_SUPPLIED PASSAGE_:
******

By Kenneth Li and Nick Zieminski

NEW YORK (Reuters) – Thomson Reuters Corp will streamline technology, close offices and rely more on machines to prepare for a post-pandemic world, the news and information group said on Tuesday, as it reported higher sales and operating profit.

The Toronto-headquartered company will spend $500 million to $600 million over two years to burnish its technology credentials, investing in AI and machine learning to get data faster to professional customers increasingly working from home during the coronavirus crisis.

It will transition from a content provider to a content-driven technology company, and from a holding company to an operational structure.

Thomson Reuters’ New York- and Toronto-listed shares each gained more than 8%.

It aims to cut annual operating expenses by $600 million through eliminating duplicate functions, modernizing and consolidating technology, as well as through attrition and shrinking its real estate footprint. Layoffs are not a focus of the cost cuts and there are no current plans to divest assets as part of this plan, the company said.

“We look at the changing behaviors as a result of COVID … on professionals working from home working remotely being much more reliant on 24-7, digital always-on, sort of real-time always available information, served through software and powered by AI and ML (machine learning),” Chief Executive Steve Hasker said in an interview.

******

_REQUIREMENT 1_:
Write out the Thomson Reuters article word for word from "It will transition" to "more than 8%.".
_REQUIREMENT 2_:
Continue the article on the Thomson Reuters restructuring, starting after its last sentence.

******

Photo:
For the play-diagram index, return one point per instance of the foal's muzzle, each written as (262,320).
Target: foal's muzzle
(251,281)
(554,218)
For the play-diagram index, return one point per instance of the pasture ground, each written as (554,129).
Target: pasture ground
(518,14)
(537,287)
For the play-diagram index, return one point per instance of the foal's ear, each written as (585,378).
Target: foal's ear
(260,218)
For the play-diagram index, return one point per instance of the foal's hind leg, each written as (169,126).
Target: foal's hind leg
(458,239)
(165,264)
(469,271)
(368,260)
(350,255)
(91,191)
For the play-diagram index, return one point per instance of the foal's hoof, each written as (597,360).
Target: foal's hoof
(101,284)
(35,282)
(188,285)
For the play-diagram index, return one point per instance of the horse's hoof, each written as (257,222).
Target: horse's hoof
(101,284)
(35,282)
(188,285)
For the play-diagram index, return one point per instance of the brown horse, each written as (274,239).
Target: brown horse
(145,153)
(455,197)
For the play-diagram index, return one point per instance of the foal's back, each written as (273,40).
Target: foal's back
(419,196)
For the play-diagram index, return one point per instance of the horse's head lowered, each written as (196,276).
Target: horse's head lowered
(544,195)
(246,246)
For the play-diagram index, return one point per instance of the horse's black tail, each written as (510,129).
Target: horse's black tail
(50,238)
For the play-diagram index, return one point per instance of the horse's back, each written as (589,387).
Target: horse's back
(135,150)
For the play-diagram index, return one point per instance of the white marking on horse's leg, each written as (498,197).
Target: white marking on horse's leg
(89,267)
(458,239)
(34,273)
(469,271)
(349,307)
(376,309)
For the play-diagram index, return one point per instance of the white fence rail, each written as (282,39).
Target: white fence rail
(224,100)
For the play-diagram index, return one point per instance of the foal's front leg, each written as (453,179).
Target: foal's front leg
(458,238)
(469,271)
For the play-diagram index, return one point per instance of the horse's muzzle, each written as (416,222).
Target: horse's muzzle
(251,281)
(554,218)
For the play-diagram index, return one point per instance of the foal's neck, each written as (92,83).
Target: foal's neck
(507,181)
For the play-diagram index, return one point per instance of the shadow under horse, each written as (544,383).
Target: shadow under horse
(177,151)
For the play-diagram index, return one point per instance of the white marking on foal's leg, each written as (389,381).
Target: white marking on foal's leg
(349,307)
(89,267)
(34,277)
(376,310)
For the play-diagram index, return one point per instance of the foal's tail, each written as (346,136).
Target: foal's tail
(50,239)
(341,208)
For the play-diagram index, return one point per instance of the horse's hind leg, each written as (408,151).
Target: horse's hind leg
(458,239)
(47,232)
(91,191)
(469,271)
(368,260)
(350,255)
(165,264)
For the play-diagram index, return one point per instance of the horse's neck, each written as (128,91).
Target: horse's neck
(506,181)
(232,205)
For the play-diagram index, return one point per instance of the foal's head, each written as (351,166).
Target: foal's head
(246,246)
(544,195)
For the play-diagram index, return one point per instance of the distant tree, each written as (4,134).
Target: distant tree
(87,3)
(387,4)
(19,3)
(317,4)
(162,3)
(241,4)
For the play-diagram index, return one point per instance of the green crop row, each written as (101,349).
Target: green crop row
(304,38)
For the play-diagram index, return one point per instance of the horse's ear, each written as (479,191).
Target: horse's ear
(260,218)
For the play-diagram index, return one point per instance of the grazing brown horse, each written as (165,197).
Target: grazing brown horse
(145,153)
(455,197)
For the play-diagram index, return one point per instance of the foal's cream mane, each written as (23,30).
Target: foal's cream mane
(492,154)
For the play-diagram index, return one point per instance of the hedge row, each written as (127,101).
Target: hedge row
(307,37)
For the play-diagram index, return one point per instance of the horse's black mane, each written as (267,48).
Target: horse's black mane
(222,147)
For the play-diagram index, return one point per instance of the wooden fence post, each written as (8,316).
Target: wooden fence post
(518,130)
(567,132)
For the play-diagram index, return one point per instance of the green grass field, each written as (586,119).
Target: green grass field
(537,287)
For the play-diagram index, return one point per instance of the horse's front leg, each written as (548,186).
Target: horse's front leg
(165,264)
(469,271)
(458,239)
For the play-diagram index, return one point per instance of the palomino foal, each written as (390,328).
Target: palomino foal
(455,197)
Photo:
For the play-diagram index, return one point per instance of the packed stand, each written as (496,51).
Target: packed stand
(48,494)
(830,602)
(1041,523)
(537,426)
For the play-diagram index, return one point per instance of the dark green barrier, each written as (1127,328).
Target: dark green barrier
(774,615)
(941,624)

******

_EXERCISE RESULT 1_:
It will transition from a content provider to a content-driven technology company, and from a holding company to an operational structure.

Thomson Reuters’ New York- and Toronto-listed shares each gained more than 8%.

_EXERCISE RESULT 2_:
Sales growth is forecast to accelerate in each of the next three years compared with 1.3% reported sales growth for 2020, the company said in its earnings release.

Thomson Reuters, which owns Reuters News, said revenues rose 2% to $1.62 billion, while its operating profit jumped more than 300% to $956 million, reflecting the sale of an investment and other items.

Its three main divisions, Legal Professionals, Tax & Accounting Professionals, and Corporates, all showed higher organic quarterly sales and adjusted profit. As part of the two-year change program, the corporate, legal and tax side will operate more as one customer-facing entity.

Adjusted earnings per share of 54 cents were ahead of the 46 cents expected, based on data from Refinitiv.

The company raised its annual dividend by 10 cents to $1.62 per share.

The Reuters News business showed lower revenue in the fourth quarter. In January, Stephen J. Adler, Reuters’ editor-in-chief for the past decade, said he would retire in April from the world’s largest international news provider.

Thomson Reuters also said its stake in The London Stock Exchange is now worth about $11.2 billion.

The LSE last month completed its $27-billion takeover of data and analytics business Refinitiv, 45%-owned by Thomson Reuters.